WHAT YOU WILL DO:
Carry on the abstract below about axonal transport in regenerating rat sciatic nerves, starting after its last sentence.

REVERSAL OF AXONAL TRANSPORT IN REGENERATING NERVES1

Authors


  • 1

    This work was supported by the Medical Research Council of Canada.

  • This work was supported by the Medical Research Council of Canada.

Abstract

Abstract— Orthograde and retrograde axonal transport were studied in rat sciatic nerves which had been crushed and either allowed to regenerate, or prevented from doing so by tightly ligaturing the nerve. At various intervals after crushing the nerve. L-[3H]leucine was injected into the lumbosacral spinal cord. and the subsequent transport of labeled protein in motoneuron axons was quantitated by measuring the accumulation of labeled protein at collection crushes made proximal to the original nerve crush.

Accumulations proximal to the collection crushes (orthograde transport) 9-11 h after injection (p.i.). decreased within I day of nerve injury, but returned to normal values as regeneration proceeded. In non-regenerating nerves accumulations remained depressed for at least 30 days.

SUPPLIED RECORDS:
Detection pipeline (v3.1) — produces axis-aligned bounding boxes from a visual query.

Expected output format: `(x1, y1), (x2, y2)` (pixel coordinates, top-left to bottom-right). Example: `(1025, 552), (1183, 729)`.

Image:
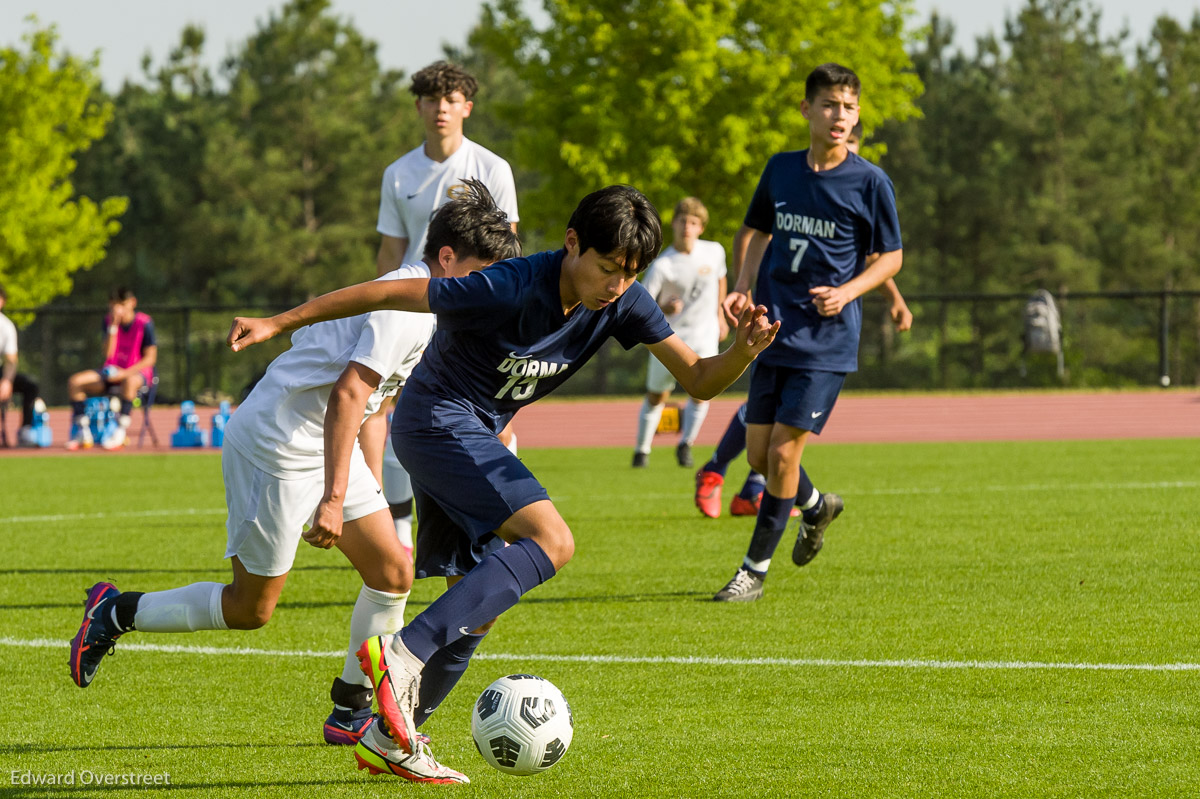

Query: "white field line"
(0, 480), (1200, 524)
(0, 637), (1200, 672)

RESULT:
Accumulations distal to the collection crushes (retrograde transport) 9-11 h pi. increased over the first 5 days following injury but returned to normal values as regeneration proceeded. In non-regenerating nerves accumulations remained elevated. The time-course of retrograde transport of newly-synthesized protein also returned to normal during nerve regeneration.

It is suggested that changes in retrograde transport during regeneration may inform the neuron cell body of the progress of regeneration and elicit appropriate metabolic responses. among which may be the changes in orthograde transport that follow axotomy.